▶ Supplied passage
## Start

The book, which was based on Haley’s family history, is a critical work that shaped how we talk about Black family history and the transatlantic slave trade. Haley was raised in Tennessee, where a 13-foot bronze statue of him still stands in Knoxville. While Haley received a lot of criticism of the methodology used for his novel and was sued by folklorist Harold Courlander for plagiarism, there is no denying the extraordinary impact of Roots. The television adaptation of his novel was groundbreaking in terms of bringing the horrors of the transatlantic slave trade directly to the living rooms of 130 million Americans in 1977. The miniseries aired over the course of eight consecutive nights that, more or less, rocked the nation and became a pivotal contribution to our cultural history.

So for Knox County Schools, of all places, to have made a decision to ban one of the most consequential books by a native Tennessean from library shelves under the guise of their Age-Appropriate Materials Act was jarring, if not surprising. The community was jarred, too. Knox County ultimately decided to reverse its ban per a memo released on May 26, 2026, after significant backlash.

But at Playboy, Haley’s ban hit home. This magazine housed some of Haley’s most significant works, including major Playboy Interviews like those with Martin Luther King Jr., Muhammad Ali, and Malcolm X, among other notable people—including a member of the Ku Klux Klan, who Haley insisted on interviewing, despite our editor-in-chief’s initial refusal. So, we thought it important to reflect on this moment, when book bans and limits on speech are being used to suppress crucial historic information for Black Americans—from attacks on DEI initiatives at universities, to school curricula that whitewash slavery, to a Supreme Court decision that threatens decades of protections for Black voters.

## End

▶ Directives
- 1) Edit the passage about Haley's Roots starting at "The book, which" and ending at "our cultural history.", replacing "miniseries" with "series".
- 2) Proceed with the passage about Haley's Roots, picking up right after its final sentence.
The data that comes next is not needed.

▶ Collected material
## Start

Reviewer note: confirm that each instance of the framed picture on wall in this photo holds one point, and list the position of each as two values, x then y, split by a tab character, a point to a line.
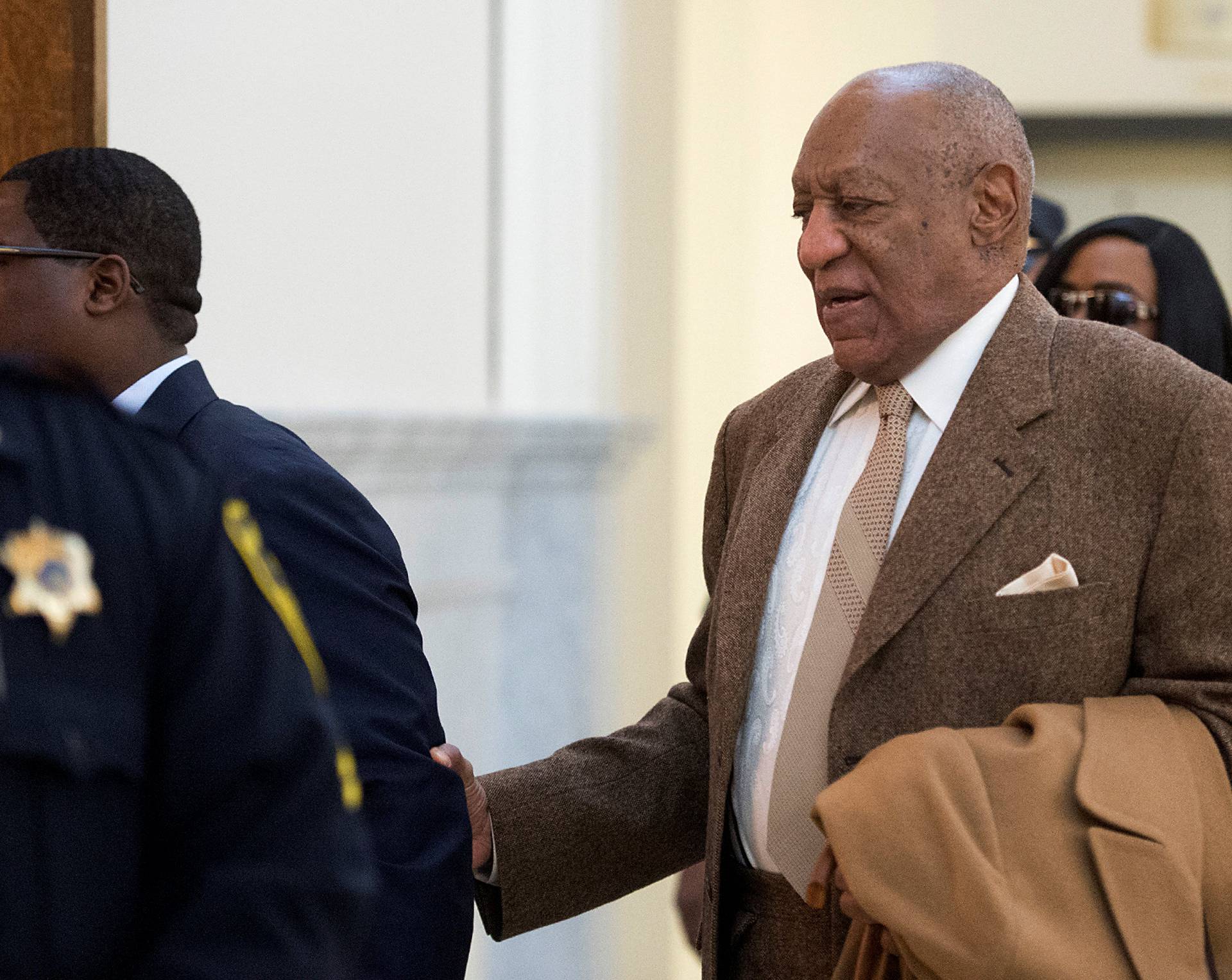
1192	28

## End

▶ Results of the exercise
- 1)
The book, which was based on Haley’s family history, is a critical work that shaped how we talk about Black family history and the transatlantic slave trade. Haley was raised in Tennessee, where a 13-foot bronze statue of him still stands in Knoxville. While Haley received a lot of criticism of the methodology used for his novel and was sued by folklorist Harold Courlander for plagiarism, there is no denying the extraordinary impact of Roots. The television adaptation of his novel was groundbreaking in terms of bringing the horrors of the transatlantic slave trade directly to the living rooms of 130 million Americans in 1977. The series aired over the course of eight consecutive nights that, more or less, rocked the nation and became a pivotal contribution to our cultural history.

- 2)
Here, writer and activist Darnell Moore is joined by cultural critic and academic Brittney Cooper, a professor of women’s, gender, and sexuality studies and Africana studies at Rutgers University, for a frank discussion on race, book bans, and freedom of thought. 


Darnell Moore: First, let’s talk about book bans within the context of this current culture war.

Brittney Cooper: The Barbara Bush Foundation says that the literacy rate in the U.S. is at a point where 54% of Americans read at a sixth-grade level. The idea that we’re falling behind as a country when we compare our literacy rates, for example, to a place that we’re currently starving of oil and power—Cuba where rates are in the high 90th percentile. We have chosen across a couple of generations to actively under-educate the masses of people, and we have to ask questions about what that is about. We have what should be understood as a veritable literacy crisis in the country that runs alongside this idea that brute force is more possible, and in fact more necessary, the more undereducated your populace is. 

I read The Autobiography of Malcolm X as a kid, went to see the movie, and then I read Roots. It was the book that made me obsessed with genealogy — obsessed with the idea that we could repair the wounds around not knowing our ancestry. For those reasons, Alex Haley has always been a vaunted figure for me.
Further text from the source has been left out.